[Begin Extracted information]
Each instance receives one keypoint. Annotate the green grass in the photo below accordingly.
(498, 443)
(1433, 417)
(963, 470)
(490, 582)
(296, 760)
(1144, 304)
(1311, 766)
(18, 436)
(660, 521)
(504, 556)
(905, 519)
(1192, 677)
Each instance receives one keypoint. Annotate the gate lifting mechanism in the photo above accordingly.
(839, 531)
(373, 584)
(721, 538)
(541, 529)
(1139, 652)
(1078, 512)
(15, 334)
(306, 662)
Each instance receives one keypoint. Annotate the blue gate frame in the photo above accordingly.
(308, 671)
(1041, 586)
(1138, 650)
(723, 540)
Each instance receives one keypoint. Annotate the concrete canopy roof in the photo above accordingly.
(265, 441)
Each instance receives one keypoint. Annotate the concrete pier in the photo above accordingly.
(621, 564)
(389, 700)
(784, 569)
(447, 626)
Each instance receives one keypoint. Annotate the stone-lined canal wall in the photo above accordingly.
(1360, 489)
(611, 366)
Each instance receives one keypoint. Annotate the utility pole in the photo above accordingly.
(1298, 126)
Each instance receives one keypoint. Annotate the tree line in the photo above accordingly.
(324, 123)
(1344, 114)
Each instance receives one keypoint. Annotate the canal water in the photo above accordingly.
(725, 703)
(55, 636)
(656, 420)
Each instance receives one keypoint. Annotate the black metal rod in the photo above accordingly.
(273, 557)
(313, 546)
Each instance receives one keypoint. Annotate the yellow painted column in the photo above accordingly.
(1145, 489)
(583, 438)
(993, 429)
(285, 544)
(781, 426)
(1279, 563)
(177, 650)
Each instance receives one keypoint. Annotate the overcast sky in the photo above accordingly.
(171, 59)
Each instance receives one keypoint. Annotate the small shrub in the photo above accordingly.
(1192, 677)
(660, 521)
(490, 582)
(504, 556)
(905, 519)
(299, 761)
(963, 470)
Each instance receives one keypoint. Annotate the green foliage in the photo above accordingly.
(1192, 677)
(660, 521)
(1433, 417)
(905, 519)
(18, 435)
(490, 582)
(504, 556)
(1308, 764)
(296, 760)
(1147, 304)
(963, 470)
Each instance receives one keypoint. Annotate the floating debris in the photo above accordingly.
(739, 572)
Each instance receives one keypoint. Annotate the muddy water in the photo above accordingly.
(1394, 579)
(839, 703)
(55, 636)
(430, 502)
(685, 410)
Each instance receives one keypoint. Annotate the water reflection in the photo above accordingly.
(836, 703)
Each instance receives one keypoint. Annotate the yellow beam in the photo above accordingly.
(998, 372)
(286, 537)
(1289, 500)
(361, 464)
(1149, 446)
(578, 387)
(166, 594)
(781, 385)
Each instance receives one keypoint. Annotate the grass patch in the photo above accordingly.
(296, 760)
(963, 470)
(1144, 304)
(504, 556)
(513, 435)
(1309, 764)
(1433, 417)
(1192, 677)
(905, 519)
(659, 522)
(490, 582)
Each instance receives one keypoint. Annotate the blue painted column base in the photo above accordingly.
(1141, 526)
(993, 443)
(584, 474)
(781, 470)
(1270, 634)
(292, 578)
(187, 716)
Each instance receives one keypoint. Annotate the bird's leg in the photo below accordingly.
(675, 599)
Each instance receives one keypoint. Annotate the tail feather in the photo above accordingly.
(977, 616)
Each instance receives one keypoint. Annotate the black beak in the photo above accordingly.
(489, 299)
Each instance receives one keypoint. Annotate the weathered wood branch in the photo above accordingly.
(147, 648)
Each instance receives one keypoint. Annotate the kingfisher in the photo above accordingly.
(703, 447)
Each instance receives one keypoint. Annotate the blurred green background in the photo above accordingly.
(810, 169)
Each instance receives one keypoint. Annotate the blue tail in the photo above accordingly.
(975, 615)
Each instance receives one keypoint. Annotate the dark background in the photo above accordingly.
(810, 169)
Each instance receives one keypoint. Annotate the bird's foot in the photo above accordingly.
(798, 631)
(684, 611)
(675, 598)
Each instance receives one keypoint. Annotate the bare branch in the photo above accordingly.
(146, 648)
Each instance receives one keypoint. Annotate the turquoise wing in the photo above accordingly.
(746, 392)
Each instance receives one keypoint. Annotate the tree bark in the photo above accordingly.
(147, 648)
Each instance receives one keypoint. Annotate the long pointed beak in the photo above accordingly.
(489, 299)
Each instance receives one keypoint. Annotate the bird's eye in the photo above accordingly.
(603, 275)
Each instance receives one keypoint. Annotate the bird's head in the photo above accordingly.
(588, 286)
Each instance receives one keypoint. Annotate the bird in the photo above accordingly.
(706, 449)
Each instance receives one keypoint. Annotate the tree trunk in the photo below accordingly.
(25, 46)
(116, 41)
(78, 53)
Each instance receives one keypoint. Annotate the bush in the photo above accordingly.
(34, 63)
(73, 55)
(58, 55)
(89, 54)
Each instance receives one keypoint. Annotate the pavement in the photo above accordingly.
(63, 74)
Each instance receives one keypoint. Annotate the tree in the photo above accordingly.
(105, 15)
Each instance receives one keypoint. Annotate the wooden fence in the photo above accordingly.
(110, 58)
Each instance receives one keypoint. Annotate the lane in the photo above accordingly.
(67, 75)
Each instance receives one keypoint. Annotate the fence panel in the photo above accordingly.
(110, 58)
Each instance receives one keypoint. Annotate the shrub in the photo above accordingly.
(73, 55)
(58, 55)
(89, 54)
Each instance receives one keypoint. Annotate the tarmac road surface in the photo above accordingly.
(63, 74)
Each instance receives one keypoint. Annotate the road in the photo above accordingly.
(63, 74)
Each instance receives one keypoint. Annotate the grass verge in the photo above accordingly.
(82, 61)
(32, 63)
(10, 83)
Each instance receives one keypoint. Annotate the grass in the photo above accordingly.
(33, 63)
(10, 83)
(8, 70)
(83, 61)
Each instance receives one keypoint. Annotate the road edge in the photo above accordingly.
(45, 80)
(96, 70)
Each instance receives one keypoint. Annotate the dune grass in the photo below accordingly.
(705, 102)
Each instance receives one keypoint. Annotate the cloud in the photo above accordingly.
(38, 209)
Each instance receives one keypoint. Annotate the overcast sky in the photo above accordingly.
[End Extracted information]
# What is required
Could you copy the rows from the very first line through the line containing "(1344, 114)", increasing every point coordinate by 68 and leaving all other text unchanged?

# Response for this exercise
Each instance receives one keypoint. Annotate the green grass in the photo below accordingly.
(566, 511)
(1501, 485)
(1031, 538)
(558, 650)
(364, 828)
(1212, 372)
(1379, 834)
(86, 504)
(728, 589)
(572, 624)
(973, 587)
(1260, 745)
Each instance receives one keypoint. Annotate the gate lifting mechanism in the photo above accordingly.
(907, 599)
(441, 652)
(789, 606)
(609, 597)
(1207, 720)
(1146, 580)
(83, 402)
(374, 730)
Each instance receives one keypoint. Annotate the blue gate frame in the photo above accordingly.
(376, 739)
(1109, 654)
(1206, 718)
(791, 608)
Each instance receives one keypoint. Annotate the concrete canopy roof in the photo above accordingly.
(333, 509)
Each instance receives one keypoint. Annotate the concrete pier in the photo above accordingly.
(689, 632)
(457, 768)
(852, 637)
(515, 694)
Each instance receives one keypoint. Annotate the stone-lined canal wall in the photo above accordingly.
(1428, 557)
(679, 434)
Each instance receives one keypoint. Annotate the utility pole in the photo above accordingly.
(1366, 194)
Each instance receives one keypoint. Annotate the tree line in the photo above accordingly.
(392, 191)
(1412, 182)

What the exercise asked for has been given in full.